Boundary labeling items

# # # # # # #

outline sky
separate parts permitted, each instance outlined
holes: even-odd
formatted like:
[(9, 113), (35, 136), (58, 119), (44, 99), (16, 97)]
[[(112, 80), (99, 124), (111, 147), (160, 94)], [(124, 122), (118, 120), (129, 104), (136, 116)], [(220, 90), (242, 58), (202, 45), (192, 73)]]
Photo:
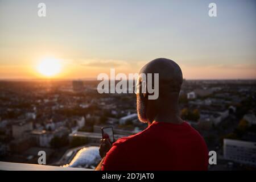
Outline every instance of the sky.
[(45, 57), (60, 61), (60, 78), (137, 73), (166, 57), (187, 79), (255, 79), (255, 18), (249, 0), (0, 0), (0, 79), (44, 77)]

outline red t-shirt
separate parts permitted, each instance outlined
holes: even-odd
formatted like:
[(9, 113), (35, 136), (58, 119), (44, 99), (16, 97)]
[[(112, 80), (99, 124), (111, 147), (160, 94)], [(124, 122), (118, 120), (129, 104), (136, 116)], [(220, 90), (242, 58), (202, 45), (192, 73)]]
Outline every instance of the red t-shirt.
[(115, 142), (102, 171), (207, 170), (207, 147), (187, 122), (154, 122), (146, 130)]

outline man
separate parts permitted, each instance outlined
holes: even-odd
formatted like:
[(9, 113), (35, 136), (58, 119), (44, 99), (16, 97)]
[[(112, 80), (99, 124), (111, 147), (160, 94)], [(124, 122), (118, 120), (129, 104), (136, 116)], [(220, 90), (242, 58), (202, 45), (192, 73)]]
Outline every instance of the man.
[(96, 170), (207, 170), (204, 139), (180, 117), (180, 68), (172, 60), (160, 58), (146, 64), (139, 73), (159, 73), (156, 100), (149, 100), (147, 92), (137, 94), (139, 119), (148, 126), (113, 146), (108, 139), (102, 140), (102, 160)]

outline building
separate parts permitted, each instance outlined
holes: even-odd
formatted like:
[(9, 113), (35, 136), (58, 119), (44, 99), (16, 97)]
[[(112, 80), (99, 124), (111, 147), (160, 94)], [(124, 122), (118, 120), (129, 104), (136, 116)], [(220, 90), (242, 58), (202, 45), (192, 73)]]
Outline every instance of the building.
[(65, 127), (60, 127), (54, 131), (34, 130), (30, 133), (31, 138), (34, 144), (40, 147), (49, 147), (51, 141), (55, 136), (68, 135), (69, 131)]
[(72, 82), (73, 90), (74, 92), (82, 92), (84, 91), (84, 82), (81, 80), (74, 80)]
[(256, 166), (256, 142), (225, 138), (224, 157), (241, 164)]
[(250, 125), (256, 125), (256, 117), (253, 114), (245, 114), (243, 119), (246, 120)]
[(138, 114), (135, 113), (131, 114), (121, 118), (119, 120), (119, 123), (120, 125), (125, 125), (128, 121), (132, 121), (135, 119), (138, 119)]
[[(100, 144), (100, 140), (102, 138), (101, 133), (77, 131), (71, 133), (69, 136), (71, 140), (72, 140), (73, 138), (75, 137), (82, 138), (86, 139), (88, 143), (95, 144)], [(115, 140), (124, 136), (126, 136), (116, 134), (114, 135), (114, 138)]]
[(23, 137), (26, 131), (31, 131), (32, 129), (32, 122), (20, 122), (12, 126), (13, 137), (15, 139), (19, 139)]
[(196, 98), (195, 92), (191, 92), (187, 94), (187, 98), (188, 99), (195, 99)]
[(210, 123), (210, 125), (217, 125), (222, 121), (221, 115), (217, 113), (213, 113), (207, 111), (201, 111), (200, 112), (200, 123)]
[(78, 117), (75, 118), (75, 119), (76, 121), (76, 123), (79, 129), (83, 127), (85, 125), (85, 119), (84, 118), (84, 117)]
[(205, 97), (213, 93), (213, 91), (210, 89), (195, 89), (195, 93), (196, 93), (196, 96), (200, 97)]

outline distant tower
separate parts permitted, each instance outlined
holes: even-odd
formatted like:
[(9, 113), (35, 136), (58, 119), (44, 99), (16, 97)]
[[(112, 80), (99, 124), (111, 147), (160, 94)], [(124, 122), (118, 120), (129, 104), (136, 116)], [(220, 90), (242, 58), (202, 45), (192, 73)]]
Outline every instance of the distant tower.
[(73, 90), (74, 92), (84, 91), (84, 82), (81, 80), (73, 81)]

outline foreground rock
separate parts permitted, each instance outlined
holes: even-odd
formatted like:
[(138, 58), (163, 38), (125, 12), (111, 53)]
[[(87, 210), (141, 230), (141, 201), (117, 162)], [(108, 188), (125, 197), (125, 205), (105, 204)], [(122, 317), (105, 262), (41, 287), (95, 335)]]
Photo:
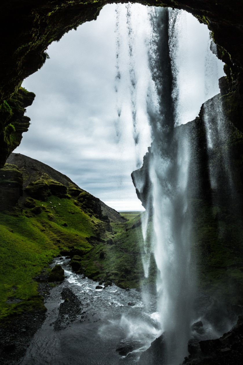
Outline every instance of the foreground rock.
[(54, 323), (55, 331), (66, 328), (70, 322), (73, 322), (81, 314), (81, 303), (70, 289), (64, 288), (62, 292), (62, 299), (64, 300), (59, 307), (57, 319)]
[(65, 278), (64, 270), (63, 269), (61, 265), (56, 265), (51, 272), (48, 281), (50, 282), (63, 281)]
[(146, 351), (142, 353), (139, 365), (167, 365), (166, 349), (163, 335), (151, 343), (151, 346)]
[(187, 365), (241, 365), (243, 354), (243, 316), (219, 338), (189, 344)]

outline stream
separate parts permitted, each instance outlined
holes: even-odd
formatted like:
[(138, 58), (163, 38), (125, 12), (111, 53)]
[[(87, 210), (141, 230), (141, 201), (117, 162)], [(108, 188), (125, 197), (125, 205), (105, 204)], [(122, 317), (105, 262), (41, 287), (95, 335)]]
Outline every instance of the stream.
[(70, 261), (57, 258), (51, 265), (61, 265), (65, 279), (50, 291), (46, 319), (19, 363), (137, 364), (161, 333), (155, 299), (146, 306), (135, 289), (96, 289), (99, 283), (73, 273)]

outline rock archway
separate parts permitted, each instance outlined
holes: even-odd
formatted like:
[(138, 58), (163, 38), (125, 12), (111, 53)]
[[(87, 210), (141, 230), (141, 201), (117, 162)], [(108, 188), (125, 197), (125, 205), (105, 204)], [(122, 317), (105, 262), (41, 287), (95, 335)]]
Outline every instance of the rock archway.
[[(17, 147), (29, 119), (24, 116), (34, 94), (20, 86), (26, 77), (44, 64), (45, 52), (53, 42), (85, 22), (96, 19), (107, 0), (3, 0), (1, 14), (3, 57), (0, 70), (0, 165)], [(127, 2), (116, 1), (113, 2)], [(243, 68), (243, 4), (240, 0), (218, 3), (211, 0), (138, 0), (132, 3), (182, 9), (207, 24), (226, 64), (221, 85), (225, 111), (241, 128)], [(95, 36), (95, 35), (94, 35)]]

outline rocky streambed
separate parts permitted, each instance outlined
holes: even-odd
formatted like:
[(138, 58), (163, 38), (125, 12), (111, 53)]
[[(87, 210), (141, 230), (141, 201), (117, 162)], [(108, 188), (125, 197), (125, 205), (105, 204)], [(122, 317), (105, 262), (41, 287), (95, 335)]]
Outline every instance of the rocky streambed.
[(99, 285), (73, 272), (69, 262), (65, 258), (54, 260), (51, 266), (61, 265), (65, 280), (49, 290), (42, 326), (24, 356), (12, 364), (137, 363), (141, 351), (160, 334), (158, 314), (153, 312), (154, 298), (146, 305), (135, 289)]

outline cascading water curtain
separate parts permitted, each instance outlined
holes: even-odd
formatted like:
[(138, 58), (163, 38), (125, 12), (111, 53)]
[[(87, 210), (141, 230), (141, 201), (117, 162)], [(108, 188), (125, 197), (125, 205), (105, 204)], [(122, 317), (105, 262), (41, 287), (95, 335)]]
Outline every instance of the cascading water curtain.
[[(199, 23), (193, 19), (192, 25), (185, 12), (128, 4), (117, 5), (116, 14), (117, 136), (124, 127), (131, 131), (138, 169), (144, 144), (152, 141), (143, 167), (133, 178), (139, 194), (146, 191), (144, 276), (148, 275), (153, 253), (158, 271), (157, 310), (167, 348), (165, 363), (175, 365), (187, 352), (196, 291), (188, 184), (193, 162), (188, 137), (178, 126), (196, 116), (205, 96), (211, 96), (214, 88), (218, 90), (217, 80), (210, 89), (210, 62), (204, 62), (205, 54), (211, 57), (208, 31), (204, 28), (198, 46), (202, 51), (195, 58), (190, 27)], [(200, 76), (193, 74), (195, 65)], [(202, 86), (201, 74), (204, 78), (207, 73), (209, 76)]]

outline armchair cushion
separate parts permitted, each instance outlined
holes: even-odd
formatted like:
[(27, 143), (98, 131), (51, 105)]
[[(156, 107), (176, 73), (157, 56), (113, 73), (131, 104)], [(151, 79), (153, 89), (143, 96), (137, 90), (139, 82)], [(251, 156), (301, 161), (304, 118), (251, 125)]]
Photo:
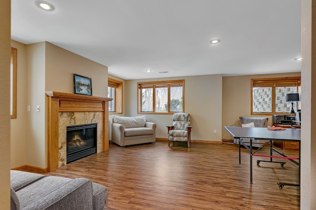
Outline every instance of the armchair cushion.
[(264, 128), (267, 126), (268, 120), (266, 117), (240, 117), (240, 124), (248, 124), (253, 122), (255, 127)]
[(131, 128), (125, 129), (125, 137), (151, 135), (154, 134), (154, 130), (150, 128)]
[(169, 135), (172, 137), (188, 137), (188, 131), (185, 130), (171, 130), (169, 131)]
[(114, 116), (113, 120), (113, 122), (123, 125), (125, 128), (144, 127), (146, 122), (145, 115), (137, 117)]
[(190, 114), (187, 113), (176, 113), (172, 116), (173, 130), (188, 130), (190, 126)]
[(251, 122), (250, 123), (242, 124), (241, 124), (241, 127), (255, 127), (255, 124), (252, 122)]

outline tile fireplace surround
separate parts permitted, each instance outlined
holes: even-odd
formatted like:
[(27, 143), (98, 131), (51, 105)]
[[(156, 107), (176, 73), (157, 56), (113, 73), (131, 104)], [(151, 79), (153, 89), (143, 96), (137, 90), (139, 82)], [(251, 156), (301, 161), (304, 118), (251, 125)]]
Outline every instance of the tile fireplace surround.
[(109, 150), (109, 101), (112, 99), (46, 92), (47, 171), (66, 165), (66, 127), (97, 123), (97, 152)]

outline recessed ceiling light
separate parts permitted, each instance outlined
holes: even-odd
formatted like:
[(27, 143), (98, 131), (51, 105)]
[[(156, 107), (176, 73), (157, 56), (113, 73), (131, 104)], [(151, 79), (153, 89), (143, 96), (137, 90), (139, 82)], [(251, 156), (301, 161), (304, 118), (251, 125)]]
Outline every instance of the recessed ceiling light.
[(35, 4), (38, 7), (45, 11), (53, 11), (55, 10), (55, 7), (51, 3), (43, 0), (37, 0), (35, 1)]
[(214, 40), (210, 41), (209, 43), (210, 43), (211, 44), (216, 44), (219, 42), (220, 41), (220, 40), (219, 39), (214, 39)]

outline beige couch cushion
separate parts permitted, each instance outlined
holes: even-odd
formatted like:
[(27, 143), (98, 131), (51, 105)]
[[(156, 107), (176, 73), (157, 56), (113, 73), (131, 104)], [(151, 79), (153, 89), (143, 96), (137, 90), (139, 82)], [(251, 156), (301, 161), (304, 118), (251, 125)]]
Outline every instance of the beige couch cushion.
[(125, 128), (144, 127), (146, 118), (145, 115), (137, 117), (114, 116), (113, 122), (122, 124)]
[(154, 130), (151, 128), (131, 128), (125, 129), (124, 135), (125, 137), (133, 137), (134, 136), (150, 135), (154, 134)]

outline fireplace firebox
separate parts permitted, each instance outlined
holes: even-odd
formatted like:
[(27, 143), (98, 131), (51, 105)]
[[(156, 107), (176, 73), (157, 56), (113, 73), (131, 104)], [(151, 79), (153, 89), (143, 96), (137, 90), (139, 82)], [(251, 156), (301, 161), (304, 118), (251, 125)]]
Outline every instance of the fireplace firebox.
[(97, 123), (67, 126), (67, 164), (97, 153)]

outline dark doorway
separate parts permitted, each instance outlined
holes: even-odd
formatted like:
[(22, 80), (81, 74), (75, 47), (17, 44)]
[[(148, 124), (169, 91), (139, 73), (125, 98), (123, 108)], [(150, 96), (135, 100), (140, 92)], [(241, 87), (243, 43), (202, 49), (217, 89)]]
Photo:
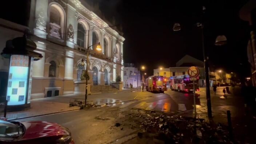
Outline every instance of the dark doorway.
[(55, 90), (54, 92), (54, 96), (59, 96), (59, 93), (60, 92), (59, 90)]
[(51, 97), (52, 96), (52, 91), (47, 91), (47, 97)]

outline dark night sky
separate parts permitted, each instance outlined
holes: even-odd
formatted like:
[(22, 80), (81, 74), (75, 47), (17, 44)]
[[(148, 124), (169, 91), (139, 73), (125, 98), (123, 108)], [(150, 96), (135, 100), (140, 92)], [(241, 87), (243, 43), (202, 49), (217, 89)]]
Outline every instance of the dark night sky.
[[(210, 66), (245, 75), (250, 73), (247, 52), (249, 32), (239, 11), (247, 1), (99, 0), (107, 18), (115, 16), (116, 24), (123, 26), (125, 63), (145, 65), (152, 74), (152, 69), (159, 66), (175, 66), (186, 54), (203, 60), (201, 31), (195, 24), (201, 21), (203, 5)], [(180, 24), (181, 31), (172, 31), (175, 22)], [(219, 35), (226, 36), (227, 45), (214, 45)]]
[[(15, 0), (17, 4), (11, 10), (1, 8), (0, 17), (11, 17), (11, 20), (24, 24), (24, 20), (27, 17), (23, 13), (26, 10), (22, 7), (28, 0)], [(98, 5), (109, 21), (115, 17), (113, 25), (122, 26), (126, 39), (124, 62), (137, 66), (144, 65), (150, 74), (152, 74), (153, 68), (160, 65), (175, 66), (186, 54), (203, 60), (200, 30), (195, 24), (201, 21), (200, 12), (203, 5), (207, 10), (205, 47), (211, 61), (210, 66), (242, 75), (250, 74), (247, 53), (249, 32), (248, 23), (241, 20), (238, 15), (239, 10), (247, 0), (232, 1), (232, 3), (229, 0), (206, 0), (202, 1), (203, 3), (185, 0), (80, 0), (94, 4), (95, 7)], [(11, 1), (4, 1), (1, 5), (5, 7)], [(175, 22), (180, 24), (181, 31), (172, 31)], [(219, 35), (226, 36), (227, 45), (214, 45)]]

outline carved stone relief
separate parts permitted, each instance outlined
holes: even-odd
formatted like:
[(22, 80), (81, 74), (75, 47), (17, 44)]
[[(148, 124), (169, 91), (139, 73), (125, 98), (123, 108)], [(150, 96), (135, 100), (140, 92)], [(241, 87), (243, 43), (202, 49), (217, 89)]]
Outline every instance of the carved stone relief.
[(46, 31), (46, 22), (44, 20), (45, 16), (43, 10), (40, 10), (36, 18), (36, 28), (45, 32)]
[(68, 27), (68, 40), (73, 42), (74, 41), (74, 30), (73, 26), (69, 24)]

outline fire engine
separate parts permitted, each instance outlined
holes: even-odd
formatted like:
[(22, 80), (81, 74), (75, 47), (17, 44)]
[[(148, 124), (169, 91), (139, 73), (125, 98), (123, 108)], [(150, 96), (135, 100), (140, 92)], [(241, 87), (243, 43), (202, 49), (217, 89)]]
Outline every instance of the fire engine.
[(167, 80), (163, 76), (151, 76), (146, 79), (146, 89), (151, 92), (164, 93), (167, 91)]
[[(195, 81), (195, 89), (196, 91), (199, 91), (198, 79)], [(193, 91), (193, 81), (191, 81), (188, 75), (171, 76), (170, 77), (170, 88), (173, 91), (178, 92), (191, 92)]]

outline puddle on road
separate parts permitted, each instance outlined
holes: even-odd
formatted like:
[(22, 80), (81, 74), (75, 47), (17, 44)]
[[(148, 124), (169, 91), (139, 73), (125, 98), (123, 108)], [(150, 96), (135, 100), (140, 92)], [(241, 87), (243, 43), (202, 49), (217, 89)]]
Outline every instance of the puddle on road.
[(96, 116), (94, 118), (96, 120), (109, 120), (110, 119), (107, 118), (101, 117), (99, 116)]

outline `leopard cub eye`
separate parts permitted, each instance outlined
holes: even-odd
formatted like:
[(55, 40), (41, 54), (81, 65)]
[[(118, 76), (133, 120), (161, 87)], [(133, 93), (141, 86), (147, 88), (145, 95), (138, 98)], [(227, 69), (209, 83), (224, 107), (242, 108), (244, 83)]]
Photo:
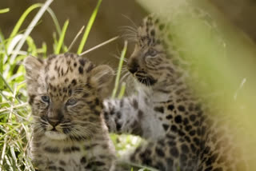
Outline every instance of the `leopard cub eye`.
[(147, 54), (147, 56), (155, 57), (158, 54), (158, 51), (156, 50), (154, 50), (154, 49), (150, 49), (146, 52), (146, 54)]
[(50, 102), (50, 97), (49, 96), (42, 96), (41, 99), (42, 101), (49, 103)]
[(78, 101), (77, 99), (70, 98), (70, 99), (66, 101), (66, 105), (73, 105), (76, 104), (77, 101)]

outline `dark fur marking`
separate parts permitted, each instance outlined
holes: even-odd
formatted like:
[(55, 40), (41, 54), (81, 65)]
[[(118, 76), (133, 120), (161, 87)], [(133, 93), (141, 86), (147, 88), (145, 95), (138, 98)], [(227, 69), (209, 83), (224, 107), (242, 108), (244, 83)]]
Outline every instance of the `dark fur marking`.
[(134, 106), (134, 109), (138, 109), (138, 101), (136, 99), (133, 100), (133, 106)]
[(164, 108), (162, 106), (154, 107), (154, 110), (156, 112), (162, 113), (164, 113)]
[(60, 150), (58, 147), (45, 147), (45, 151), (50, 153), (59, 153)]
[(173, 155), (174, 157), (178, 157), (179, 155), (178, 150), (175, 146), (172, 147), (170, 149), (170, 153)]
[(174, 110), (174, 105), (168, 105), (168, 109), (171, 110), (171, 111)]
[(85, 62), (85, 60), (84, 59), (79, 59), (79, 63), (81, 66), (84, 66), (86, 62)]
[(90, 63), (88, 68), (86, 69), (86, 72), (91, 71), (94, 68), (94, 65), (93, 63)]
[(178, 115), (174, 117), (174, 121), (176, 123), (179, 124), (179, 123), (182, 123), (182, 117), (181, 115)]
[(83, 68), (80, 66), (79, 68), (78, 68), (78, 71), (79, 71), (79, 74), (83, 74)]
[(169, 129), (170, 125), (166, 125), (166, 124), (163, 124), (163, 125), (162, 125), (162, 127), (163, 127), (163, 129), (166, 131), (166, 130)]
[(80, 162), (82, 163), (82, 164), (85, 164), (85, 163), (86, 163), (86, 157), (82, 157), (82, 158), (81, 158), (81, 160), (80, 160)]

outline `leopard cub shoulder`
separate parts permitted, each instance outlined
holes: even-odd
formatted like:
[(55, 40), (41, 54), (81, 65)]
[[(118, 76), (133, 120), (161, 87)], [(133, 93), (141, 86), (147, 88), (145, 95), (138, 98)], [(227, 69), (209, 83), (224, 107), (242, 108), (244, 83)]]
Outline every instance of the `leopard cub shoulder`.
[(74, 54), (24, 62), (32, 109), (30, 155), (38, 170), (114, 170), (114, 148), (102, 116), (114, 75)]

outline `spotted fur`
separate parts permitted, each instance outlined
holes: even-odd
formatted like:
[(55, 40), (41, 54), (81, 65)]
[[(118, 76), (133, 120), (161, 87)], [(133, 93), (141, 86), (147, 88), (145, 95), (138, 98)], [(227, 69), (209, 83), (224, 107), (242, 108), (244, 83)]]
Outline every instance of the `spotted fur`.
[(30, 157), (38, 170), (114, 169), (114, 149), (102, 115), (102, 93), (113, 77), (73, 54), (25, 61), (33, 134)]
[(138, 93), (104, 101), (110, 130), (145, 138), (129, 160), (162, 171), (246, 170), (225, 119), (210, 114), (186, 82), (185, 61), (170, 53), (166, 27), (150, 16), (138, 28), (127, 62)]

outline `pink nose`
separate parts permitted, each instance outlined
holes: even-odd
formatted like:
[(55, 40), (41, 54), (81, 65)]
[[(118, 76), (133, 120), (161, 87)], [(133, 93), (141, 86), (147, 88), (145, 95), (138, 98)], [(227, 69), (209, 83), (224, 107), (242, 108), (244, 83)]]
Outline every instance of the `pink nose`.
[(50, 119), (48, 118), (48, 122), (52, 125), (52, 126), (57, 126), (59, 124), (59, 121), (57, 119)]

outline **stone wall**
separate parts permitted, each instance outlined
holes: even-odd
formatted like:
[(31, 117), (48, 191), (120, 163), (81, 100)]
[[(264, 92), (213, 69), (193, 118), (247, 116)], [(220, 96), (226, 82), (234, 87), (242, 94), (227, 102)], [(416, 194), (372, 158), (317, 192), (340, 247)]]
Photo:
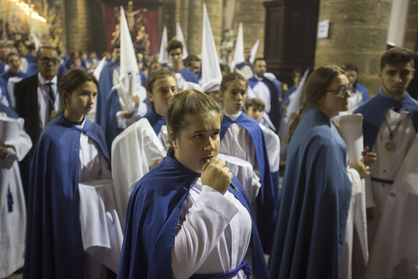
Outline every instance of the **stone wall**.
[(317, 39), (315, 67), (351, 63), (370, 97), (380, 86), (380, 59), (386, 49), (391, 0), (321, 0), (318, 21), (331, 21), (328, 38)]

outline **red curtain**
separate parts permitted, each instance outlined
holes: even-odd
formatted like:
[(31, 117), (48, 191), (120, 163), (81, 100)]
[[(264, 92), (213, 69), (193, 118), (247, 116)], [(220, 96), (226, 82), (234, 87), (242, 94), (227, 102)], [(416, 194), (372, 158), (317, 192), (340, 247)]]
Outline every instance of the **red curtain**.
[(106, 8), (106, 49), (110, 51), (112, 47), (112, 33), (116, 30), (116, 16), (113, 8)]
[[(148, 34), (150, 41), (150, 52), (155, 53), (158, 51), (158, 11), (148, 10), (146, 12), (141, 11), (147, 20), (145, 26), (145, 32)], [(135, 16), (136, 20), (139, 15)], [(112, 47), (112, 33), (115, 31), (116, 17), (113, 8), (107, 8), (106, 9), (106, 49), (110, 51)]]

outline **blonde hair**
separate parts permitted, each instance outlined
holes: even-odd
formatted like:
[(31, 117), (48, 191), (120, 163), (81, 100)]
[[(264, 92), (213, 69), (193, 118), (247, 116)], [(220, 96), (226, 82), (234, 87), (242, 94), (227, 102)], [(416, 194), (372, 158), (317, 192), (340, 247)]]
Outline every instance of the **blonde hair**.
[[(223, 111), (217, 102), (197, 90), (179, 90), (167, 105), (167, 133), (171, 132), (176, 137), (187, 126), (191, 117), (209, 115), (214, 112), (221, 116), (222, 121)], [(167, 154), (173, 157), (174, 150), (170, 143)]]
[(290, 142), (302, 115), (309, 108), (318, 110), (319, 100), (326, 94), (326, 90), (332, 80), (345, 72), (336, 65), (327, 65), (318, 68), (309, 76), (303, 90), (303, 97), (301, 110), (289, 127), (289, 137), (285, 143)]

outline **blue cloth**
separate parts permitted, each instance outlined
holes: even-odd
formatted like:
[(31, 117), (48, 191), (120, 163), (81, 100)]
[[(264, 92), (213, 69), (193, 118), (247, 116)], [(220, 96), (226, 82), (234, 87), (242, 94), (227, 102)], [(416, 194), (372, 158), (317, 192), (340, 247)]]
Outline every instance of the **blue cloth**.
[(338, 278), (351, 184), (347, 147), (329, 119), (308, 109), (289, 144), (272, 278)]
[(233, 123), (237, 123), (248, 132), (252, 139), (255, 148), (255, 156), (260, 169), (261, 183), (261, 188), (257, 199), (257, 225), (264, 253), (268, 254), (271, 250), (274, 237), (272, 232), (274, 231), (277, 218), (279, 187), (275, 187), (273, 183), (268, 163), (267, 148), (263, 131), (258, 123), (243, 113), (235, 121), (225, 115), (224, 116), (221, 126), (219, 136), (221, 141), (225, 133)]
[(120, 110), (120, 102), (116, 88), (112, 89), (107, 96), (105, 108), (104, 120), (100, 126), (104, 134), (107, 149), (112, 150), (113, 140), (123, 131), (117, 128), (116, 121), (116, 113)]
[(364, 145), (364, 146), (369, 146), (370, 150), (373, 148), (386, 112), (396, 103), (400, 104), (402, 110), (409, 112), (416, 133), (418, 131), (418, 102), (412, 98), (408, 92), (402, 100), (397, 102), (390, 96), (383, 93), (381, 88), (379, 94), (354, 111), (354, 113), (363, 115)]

# # # # # # #

__Exercise brief__
Locate every line of the records that contains the word "beige" and copy each of those lines.

__Answer to the exercise__
outline beige couch cushion
Outline every instance of the beige couch cushion.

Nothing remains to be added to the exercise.